> [Explorer le contenu]
1. Dans le texte fourni sur l'IA agentique, quelles fonctions Laurent Hassid occupe-t-il chez Chatinnov ?
2. Prolongez le texte sur l'IA agentique à la suite de sa dernière phrase.

2025 sera-t-elle, comme nous le promet Laurent Hassid, cofondateur et président de Chatinnov, « l’année de l’IA agentique » ? Chez Cap Digital, on s’interroge en tout cas sur ces IA agents qui semblent prendre de plus en plus d’ampleur, gagner en efficacité et se généraliser peu à peu, comme l’IA générative avant eux... Mais qu’est vraiment l’IA agentique ? À quoi peut-elle bien servir ? Quelles sont ses limites, et comment en prévenir les dérives ? Faisons le point dans cette newsletter In Progress.
Si l’on demande à ChatGPT (qui d’autre ?) ce qu’est l’IA agentique, aussi appelée IA agentive, voici ce qu’il nous répond : « c’est une intelligence artificielle conçue pour agir de manière autonome afin d’atteindre des objectifs spécifiques ». Cette IA serait capable de « percevoir son environnement, prendre des décisions et agir sur son environnement pour influencer le monde dans une direction souhaitée. »

> [Extrait de données]

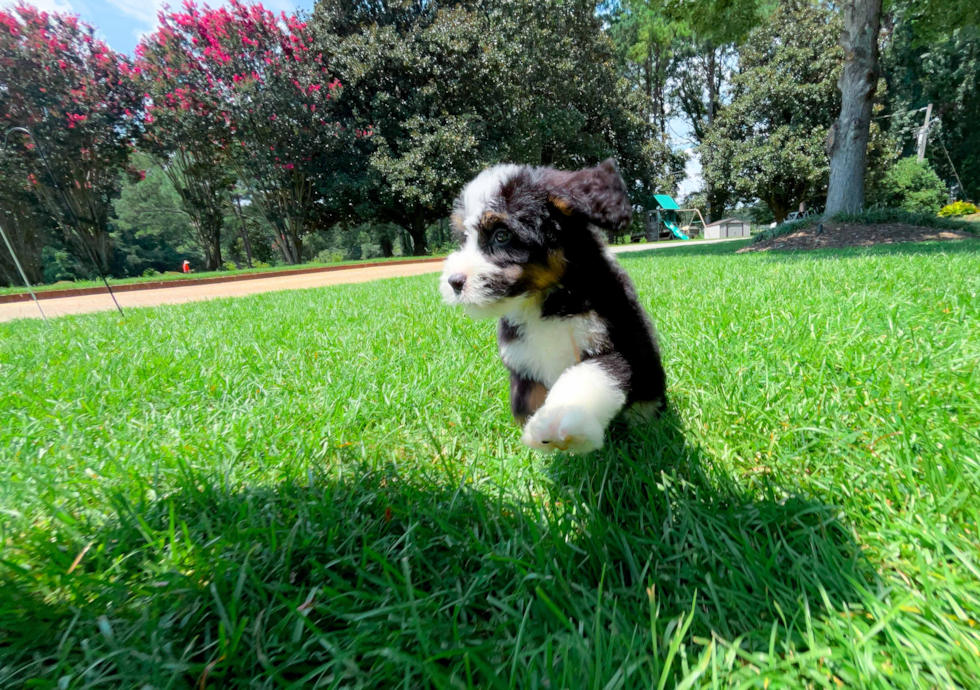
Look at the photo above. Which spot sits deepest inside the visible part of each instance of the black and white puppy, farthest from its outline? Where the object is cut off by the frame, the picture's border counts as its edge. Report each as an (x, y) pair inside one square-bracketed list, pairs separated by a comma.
[(579, 347)]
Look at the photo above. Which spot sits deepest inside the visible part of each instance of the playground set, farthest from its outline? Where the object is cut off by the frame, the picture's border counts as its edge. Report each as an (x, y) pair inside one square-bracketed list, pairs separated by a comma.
[(666, 220)]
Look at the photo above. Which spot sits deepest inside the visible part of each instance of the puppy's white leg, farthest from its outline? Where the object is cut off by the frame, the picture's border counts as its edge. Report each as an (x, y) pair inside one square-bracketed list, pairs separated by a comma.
[(577, 410)]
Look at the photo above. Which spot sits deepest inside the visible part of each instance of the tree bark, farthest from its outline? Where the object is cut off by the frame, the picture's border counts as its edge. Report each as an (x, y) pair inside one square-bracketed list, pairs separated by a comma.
[(847, 143), (710, 68), (387, 247), (417, 231)]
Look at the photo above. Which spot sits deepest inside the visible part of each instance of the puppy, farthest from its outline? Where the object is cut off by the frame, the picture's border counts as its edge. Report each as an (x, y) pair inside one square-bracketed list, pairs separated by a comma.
[(578, 346)]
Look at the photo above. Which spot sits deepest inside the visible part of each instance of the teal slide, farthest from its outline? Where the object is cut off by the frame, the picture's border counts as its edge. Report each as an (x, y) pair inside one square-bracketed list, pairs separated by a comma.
[(676, 231)]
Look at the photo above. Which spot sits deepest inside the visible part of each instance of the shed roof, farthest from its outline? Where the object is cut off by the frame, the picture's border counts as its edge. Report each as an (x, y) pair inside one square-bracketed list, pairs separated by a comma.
[(728, 221)]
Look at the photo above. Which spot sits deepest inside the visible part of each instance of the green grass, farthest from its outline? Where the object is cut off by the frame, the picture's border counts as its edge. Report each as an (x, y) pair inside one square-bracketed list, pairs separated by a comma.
[(196, 275), (324, 489)]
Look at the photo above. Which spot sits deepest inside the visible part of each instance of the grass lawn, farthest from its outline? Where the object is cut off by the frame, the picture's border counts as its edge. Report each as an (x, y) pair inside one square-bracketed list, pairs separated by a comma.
[(199, 274), (324, 488)]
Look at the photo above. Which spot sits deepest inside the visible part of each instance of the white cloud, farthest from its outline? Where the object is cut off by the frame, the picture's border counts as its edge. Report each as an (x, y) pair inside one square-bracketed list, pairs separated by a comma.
[(144, 11), (49, 5)]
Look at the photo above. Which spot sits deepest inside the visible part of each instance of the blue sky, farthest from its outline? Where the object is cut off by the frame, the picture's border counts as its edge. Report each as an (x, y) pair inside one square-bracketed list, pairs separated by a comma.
[(122, 22)]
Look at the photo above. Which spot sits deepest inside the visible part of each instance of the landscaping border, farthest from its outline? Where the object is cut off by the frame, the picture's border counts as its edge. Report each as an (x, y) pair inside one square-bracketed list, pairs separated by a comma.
[(182, 282)]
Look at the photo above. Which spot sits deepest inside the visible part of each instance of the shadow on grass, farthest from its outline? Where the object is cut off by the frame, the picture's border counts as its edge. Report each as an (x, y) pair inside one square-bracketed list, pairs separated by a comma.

> [Liste des réponses]
1. Il est cofondateur et président de Chatinnov.

2.
« C’est une intelligence artificielle devenue opérationnelle, complète Véronique Ventos, co-fondatrice et chargée de recherche chez NukkAI, un programme informatique capable d’utiliser des outils mis à sa disposition pour résoudre une tâche. À la différence d’autres IA, elle est capable de faire de la planification, de se remettre en question si ses tentatives échouent, d’aller chercher des données sur un système et de prendre des décisions de manière, entre gros guillemets, ‘autonome’. »
Cette sorte de « génie d’Aladin que l’on pourrait glisser dans sa poche », l’équipe de Chatinnov l’utilise par exemple pour réaliser des études de marché complexes en un temps record. Alors qu’une analyse complète prendrait « entre 20 et 40 jours de travail pour un humain », et « plusieurs heures en s’appuyant sur l’IA générative », « voire une journée », leur outil agentique baptisé Market360 ne met, lui, que « quelques minutes ». Pour résumer 600 pages d’analyse ESG dans une grande entreprise ? L’agent prend 3 minutes. Compter deux heures pour relire son travail, et voilà des heures et des heures libérées. Le budget est aussi moindre : seulement 200 euros pour ce type de résumé, contre plusieurs milliers d’euros en temps normal…
Les sources des agents IA sont diverses : ils s’appuient entre autres sur les modèles LLM existants, en étant capables « de passer d’un modèle à l’autre en fonction de sa pertinence » ou avec la possibilité de ne sélectionner que des modèles français ou européens, mais aussi sur les actualités en ligne grâce à des outils dédiés, ou sur des documents dont on peut les nourrir (rapports d’activités, etc).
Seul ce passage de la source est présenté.